#### Belge Bölümü:
>>>>>
Benim, kızımın dil gelişiminde sıklıkla kullandığım parmak oyunları, İngilizce resimli kitaplar, görsellerle desteklediğim ritim ve melodi temelli dil programı ile tamamen organik bir şekilde süreci destekleme şansım oldu.
Dillere Verilmesi Gereken Ağırlık
Diller Arasında Denge Kurma: Her iki dile de maruz kalma oranlarını dengede tutmak önemlidir. Bir dil evde daha baskın olabilir; bu durumda, diğer dilin de günlük yaşamda yer bulmasına dikkat edilmelidir. Kitaplar okumak, şarkılar söylemek ve oyunlar oynamak bu dengeyi sağlar.
Doğal Maruziyet Yaratmak: Her iki dilin de bebeğin yaşamında doğal bir şekilde yer alması gerekiyor. Zorlayıcı bir öğretim programı yerine, her iki dili oyun, rutin aktiviteler, şarkılar ve günlük konuşmalarla bebeğin hayatına dahil etmek, doğal dil edinimi sürecini destekler.
Ortam ve Çevresel Faktörler: Çocuğunuzun çevresinde baskın olan dil hangisiyse, evde diğer dili desteklemek önem kazanır. Eğer dış çevrede İngilizce daha çok duyuluyorsa, evde Türkçe'yi desteklemek için daha fazla maruz kalma fırsatı yaratmak gerekebilir. Aynı şekilde, evde İngilizce konuşuluyorsa, çevresel faktörlerle Türkçe'yi dengeleyebilirsiniz.
Doğal Dil Edinimini Destekleme Yöntemleri
Bir Ebeveyn, Bir Dil Yaklaşımı "One Parent, One Language" yöntemi: bebeklerin iki dili ayırt etmelerine yardımcı olur. Bir ebeveynin yalnızca bir dili, diğerinin ise diğer dili konuşması, her iki dilin de doğal bir şekilde edinilmesini sağlar. Bu yöntem, dillerin karışmasını önler ve bebeklere net bir dil yapısı sunar.
Günlük Rutinlerde Dil Edinimi: Bebekler, öğrenme süreçlerinden ziyade, dillerin doğal akışını takip ederler. Günlük aktivitelerde, yemek sırasında, oyun oynarken veya uyku öncesinde her iki dili de duymaları, onların bu dilleri içselleştirmesine yardımcı olur. Oyun, şarkı ve rutin etkinliklerle dil edinimi çok daha doğal ve eğlenceli hale gelir.
Ritmik ve Müzikal Destek: Ritmik oyunlar, parmak oyunları, şarkılar ve melodiler, bebeklerin dil edinim süreçlerini hızlandırır. Bu yaş grubundaki çocuklar, özellikle şarkılarla kelimeleri daha hızlı kavrarlar. Her iki dili de şarkılarla desteklemek, doğal edinim sürecinin önemli bir parçasıdır.
<<<<<
#### Verilen Kayıtlar:
>>>>>
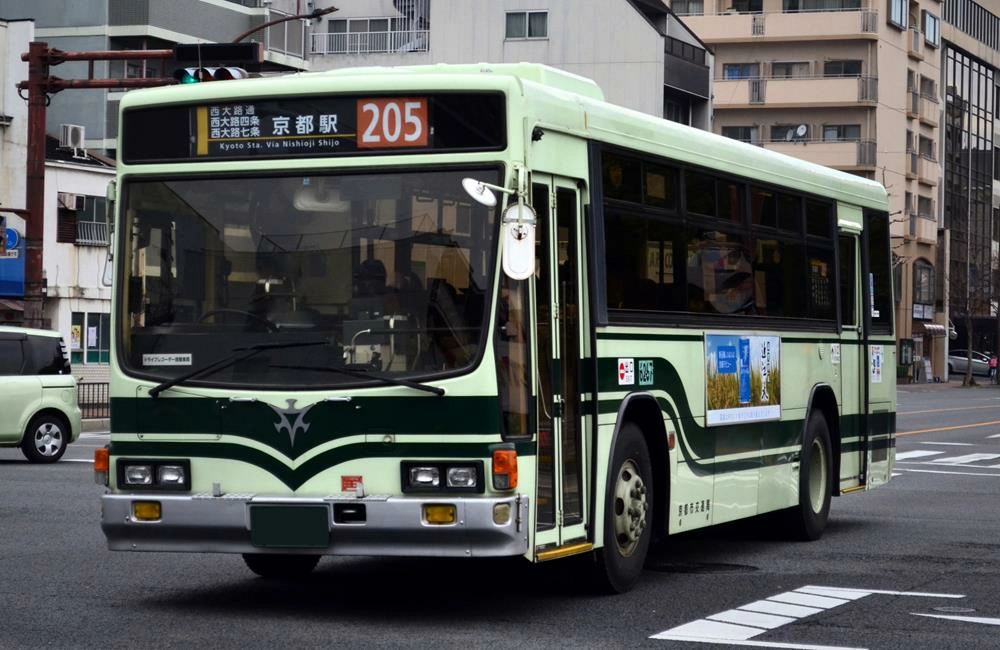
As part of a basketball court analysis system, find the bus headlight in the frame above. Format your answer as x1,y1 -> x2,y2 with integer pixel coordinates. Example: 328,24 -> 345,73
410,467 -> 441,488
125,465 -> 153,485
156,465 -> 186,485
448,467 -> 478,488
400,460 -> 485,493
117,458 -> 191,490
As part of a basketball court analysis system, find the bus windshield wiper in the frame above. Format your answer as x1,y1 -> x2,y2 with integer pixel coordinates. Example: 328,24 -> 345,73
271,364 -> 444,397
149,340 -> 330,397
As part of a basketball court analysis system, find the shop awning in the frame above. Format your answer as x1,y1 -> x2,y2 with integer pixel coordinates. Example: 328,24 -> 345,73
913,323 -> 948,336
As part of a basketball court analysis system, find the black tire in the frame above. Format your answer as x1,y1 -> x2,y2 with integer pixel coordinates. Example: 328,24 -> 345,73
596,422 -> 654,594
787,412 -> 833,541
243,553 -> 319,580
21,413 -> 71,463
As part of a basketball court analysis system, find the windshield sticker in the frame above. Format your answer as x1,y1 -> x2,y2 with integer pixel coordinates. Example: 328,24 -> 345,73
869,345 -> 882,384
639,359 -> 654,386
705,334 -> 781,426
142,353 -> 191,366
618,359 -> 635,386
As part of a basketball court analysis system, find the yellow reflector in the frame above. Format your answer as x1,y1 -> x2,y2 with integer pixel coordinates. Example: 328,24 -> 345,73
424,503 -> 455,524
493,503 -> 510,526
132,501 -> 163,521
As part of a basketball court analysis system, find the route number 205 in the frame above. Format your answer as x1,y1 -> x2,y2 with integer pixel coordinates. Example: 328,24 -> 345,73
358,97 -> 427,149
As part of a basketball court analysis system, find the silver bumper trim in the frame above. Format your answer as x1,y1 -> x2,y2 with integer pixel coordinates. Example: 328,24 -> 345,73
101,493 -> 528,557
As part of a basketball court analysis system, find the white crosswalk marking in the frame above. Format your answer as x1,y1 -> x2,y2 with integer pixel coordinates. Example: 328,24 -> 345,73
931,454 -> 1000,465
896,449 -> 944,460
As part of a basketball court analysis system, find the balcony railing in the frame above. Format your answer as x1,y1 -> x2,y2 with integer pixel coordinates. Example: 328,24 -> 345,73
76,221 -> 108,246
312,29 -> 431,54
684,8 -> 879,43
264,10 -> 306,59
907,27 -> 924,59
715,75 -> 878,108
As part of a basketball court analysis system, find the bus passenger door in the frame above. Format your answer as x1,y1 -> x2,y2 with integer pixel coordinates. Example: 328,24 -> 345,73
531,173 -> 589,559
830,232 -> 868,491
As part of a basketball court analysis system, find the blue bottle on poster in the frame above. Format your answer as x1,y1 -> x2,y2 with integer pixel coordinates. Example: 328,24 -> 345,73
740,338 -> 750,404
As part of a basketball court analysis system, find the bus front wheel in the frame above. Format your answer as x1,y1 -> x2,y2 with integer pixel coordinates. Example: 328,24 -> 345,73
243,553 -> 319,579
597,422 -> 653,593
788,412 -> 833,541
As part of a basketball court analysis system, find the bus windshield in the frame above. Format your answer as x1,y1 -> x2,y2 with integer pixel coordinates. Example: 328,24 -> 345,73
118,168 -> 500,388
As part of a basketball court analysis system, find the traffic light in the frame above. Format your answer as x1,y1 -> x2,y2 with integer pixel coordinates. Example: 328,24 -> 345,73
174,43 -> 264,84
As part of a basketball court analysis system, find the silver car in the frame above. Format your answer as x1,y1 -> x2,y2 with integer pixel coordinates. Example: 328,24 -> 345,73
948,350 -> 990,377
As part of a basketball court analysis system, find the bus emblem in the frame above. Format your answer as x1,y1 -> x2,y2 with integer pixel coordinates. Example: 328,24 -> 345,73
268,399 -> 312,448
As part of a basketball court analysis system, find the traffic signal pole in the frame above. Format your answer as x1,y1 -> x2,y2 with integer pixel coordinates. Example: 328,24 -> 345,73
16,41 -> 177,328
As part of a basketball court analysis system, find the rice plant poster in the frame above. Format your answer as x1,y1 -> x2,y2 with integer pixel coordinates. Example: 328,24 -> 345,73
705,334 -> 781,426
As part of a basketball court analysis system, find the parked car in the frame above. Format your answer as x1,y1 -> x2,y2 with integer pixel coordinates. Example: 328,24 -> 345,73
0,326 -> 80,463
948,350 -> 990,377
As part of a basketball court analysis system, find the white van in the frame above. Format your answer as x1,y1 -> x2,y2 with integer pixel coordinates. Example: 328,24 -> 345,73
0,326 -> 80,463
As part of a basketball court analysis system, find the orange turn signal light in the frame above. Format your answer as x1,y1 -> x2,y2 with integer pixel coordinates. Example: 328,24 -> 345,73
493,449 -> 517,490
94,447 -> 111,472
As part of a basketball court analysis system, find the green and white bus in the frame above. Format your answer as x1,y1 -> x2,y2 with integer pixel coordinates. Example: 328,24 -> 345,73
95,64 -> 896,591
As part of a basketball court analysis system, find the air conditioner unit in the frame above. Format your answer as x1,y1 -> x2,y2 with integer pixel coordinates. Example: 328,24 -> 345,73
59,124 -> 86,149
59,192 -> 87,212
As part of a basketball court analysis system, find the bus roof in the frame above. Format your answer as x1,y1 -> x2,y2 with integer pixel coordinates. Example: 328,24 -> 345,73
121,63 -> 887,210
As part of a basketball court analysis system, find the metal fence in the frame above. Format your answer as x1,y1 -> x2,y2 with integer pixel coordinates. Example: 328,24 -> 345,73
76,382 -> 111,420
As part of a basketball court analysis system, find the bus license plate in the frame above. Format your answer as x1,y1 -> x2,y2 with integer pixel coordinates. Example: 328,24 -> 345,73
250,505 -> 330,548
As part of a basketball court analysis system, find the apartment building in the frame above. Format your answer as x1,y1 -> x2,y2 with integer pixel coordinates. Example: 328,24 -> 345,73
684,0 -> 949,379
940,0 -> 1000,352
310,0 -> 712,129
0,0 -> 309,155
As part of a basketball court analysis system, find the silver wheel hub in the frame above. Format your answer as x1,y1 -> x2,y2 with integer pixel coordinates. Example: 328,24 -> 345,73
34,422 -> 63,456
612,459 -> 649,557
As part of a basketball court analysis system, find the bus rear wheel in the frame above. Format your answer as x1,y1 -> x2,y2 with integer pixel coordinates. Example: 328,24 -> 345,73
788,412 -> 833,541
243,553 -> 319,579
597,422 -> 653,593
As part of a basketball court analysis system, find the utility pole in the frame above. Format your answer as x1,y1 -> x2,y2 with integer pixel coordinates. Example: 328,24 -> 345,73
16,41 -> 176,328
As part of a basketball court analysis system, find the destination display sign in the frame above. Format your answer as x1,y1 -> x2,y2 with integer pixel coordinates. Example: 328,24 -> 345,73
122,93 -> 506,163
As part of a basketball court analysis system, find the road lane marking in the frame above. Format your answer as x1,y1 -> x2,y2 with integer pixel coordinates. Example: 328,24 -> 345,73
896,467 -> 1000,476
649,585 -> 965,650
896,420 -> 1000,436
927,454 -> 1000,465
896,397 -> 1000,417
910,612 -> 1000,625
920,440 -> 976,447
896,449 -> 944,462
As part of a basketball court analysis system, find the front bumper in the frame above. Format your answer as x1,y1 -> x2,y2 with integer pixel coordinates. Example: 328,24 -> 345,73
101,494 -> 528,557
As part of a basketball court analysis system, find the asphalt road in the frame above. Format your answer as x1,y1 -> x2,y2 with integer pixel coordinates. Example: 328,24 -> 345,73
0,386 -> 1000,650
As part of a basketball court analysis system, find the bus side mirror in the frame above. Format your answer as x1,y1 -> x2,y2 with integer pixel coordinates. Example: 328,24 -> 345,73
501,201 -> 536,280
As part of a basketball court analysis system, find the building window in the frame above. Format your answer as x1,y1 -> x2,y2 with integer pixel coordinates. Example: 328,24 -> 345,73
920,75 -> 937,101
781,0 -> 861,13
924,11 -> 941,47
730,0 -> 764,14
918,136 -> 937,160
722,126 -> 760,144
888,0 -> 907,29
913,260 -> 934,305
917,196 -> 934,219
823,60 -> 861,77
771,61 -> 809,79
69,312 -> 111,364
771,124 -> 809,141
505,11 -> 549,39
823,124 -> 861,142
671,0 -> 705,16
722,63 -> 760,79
<<<<<
>>>>>
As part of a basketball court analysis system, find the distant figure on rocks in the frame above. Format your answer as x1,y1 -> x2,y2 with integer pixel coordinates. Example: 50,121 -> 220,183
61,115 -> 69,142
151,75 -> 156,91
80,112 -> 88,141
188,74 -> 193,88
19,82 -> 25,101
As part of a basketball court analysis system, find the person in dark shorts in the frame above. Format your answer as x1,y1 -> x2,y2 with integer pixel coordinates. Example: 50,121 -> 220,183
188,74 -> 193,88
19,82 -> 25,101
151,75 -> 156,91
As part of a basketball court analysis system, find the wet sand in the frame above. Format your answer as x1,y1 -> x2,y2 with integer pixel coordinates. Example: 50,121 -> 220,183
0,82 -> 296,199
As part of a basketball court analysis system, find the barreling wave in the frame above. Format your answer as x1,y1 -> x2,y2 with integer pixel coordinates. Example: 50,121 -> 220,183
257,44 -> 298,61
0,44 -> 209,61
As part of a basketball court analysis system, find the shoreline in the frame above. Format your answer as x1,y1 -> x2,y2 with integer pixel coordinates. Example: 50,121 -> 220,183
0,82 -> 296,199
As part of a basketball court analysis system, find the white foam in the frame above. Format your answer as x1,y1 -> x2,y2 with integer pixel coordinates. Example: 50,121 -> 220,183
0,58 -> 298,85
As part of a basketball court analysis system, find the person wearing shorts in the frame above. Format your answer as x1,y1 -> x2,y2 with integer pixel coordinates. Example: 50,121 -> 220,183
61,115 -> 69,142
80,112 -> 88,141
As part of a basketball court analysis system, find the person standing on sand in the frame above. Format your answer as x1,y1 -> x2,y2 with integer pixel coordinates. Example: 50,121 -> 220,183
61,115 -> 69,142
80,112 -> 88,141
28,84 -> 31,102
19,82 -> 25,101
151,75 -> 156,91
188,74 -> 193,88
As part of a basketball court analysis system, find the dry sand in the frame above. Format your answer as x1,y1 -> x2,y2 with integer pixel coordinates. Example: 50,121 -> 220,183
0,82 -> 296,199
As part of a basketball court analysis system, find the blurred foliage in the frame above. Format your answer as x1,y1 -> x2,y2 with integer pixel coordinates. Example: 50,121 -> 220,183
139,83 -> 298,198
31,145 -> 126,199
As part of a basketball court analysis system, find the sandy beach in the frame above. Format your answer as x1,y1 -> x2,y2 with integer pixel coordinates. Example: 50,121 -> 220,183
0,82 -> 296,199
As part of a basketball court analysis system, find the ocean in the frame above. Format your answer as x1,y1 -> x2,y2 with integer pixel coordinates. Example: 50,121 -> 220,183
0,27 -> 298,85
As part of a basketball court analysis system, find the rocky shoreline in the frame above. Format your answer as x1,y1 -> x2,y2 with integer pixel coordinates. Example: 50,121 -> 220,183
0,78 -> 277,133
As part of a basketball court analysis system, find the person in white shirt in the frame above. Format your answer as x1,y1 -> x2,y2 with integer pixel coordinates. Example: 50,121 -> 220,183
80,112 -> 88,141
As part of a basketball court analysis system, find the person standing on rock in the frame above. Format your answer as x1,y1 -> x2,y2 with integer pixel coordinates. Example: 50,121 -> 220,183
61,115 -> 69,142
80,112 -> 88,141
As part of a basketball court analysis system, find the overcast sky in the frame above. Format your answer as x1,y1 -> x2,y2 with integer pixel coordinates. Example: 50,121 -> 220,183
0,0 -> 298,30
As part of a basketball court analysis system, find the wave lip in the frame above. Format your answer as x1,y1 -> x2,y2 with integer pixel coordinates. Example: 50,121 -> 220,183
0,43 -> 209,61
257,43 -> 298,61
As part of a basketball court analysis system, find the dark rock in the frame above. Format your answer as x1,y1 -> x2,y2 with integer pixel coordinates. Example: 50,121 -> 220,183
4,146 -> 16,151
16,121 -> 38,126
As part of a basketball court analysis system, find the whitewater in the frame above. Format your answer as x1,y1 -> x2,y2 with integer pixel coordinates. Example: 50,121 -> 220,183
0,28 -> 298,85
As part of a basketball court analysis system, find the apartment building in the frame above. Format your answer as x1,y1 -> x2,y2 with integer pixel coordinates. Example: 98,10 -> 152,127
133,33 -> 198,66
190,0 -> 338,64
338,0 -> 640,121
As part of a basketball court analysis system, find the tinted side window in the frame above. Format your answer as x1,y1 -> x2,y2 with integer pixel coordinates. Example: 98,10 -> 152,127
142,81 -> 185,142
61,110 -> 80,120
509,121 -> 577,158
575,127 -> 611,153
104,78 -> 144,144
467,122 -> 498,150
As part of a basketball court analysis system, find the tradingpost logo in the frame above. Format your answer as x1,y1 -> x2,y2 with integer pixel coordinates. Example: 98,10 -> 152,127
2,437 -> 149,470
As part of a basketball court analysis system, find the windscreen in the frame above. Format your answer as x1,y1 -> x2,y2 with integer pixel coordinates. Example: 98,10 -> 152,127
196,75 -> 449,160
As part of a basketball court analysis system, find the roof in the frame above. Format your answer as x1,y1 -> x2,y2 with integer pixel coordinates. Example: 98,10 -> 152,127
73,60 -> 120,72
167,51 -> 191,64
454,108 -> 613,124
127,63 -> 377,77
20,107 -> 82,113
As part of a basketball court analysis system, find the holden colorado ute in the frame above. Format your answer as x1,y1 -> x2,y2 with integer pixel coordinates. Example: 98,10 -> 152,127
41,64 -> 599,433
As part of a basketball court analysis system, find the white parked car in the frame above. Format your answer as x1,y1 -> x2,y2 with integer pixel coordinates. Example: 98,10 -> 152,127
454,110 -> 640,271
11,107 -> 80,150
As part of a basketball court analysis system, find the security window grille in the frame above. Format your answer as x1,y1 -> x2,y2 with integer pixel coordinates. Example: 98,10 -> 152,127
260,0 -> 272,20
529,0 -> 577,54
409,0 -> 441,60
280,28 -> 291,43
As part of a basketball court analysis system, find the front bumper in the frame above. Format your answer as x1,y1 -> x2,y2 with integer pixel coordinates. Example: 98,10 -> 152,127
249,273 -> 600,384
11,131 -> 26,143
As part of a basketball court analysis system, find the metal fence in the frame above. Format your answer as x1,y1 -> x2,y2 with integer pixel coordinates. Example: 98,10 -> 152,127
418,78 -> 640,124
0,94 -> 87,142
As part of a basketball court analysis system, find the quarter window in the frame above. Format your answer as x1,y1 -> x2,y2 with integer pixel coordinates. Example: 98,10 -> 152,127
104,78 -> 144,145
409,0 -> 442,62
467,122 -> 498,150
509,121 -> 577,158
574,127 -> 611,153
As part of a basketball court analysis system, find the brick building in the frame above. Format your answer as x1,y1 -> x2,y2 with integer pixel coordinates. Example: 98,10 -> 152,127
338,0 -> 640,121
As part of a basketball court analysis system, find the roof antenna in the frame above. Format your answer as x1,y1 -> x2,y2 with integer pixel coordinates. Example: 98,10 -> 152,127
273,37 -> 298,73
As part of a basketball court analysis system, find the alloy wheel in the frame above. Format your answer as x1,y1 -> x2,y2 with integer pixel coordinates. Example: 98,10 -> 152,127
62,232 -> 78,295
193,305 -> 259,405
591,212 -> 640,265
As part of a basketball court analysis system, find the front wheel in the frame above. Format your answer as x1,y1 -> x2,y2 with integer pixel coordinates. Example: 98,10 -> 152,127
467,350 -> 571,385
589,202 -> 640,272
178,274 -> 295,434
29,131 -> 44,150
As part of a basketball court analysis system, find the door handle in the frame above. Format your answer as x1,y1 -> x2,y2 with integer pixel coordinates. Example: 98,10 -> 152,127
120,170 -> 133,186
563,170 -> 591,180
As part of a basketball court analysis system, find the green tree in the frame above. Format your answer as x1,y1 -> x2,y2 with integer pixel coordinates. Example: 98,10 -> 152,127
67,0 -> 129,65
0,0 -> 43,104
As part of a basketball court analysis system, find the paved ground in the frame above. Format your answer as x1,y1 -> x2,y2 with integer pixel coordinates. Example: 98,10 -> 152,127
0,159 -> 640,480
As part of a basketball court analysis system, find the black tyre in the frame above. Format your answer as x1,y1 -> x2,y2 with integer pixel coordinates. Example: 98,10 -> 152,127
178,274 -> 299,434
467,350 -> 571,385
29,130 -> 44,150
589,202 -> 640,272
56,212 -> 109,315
<<<<<
>>>>>
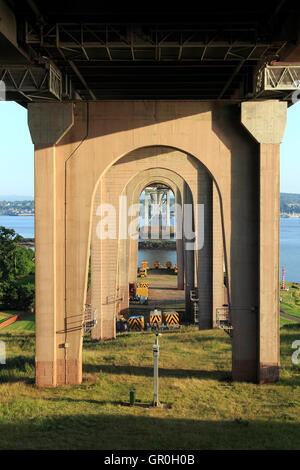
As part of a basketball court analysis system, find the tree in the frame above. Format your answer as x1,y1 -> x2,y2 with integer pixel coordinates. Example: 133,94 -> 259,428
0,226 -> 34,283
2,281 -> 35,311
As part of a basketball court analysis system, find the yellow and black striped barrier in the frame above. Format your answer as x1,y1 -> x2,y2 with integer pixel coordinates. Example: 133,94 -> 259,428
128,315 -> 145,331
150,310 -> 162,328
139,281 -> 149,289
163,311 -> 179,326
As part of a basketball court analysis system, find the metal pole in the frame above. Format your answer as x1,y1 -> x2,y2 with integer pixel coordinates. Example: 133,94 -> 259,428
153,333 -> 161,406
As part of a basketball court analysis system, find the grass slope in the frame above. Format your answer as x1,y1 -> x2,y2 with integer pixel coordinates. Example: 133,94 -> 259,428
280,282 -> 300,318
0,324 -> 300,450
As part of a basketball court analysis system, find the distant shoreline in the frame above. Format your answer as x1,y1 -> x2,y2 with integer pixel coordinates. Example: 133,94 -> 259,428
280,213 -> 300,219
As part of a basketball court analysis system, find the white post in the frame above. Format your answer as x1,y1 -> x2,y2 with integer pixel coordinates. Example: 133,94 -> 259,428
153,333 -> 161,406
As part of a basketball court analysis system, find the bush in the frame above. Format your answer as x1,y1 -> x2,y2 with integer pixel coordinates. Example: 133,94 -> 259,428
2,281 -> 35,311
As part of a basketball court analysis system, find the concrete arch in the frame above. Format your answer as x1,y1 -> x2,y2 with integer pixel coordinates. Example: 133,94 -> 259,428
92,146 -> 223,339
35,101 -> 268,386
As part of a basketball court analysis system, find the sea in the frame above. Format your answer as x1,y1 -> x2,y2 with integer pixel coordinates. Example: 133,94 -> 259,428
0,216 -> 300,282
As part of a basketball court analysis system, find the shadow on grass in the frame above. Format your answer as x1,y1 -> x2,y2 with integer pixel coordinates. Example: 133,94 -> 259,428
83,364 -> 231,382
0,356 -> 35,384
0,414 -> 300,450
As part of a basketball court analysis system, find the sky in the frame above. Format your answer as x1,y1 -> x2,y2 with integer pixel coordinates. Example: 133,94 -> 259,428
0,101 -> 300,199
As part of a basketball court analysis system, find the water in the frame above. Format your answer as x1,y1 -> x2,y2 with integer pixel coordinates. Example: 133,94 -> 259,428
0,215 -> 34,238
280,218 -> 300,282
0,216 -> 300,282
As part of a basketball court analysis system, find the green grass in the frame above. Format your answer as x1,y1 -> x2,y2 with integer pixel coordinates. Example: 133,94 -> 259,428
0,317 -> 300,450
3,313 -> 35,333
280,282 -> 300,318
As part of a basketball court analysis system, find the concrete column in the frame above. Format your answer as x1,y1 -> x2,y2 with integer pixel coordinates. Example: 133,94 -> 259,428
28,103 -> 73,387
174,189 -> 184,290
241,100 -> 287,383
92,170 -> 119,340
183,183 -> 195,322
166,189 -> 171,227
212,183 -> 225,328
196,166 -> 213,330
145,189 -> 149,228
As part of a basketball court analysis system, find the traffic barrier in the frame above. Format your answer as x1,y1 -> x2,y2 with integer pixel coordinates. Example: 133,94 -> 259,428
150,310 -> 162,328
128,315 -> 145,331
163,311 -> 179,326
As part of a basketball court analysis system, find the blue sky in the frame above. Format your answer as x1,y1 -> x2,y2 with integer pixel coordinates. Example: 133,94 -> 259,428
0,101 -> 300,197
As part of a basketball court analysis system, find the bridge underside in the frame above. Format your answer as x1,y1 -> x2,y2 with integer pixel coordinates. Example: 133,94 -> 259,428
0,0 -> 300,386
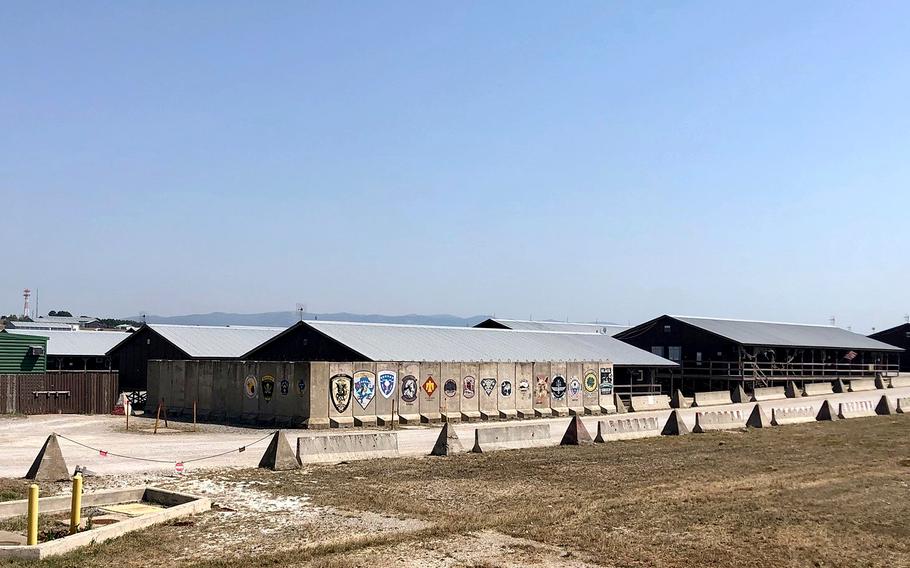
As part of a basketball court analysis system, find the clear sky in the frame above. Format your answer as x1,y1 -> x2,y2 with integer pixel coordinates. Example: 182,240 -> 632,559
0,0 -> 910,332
<<<<<
#### Alıştırma Görevleri:
A: Kayıtlarda "the black tire" ifadesini içeren satırdan "618,359 -> 635,386" ifadesini içeren satıra kadar, iki uç dahil her şeyi bir JSON dize listesi olarak düzenleyin. Her satır bir dize olsun, boş satırlar atlansın.
B: Lütfen bebeklerde iki dilli dil edinimini anlatan metni kaldığı yerden sürdürün.

#### Görev Yanıtları:
A:
[
  "As part of a basketball court analysis system, find the black tire in the frame above. Format your answer as x1,y1 -> x2,y2 with integer pixel coordinates. Example: 328,24 -> 345,73",
  "596,422 -> 654,594",
  "787,412 -> 833,541",
  "243,553 -> 319,580",
  "21,413 -> 71,463",
  "As part of a basketball court analysis system, find the windshield sticker in the frame above. Format your answer as x1,y1 -> x2,y2 with integer pixel coordinates. Example: 328,24 -> 345,73",
  "869,345 -> 882,384",
  "639,359 -> 654,386",
  "705,334 -> 781,426",
  "142,353 -> 191,366",
  "618,359 -> 635,386"
]

B:
Yaygın Endişeler -
Dilleri karıştırırlar mı? (Code-mixing / Code-switching) Bebekler zaman zaman diller arasında geçiş yapabilirler; bir cümlede bir dilin kelimelerini, diğerinin yapısını kullanabilirler. Bu, doğal bir süreçtir ve dillerin gelişmesiyle düzelir. Dilleri ayırt edebilme becerisi zamanla gelişir. Bu süreci ben de kızımla çokça yaşadım ve hala bazen de yaşamaya devam edebiliyorum. Bazen konuşma sırasında ‘May I get in the car?’ Demesi gerekirken o an ‘get’ yerine ‘binmek fiili olan bin’i’ kullanabiliyor. ‘I would like to oyna this game.’ Ya da beni sallar mısın demek için babasına ‘Baba beni salıncakta push eder misin?’ Ya da ‘Ben de geliyoring.’ Tarzında söylemlere çokça şahit oluyoruz. :) Bunlar sadece sizde de tebessüm oluşması için verdiğim örnekler olup, ancak tamamen doğal olan bu süreç dil gelişimini tamamlayan çocuklarda yavaş yavaş kayboluyor.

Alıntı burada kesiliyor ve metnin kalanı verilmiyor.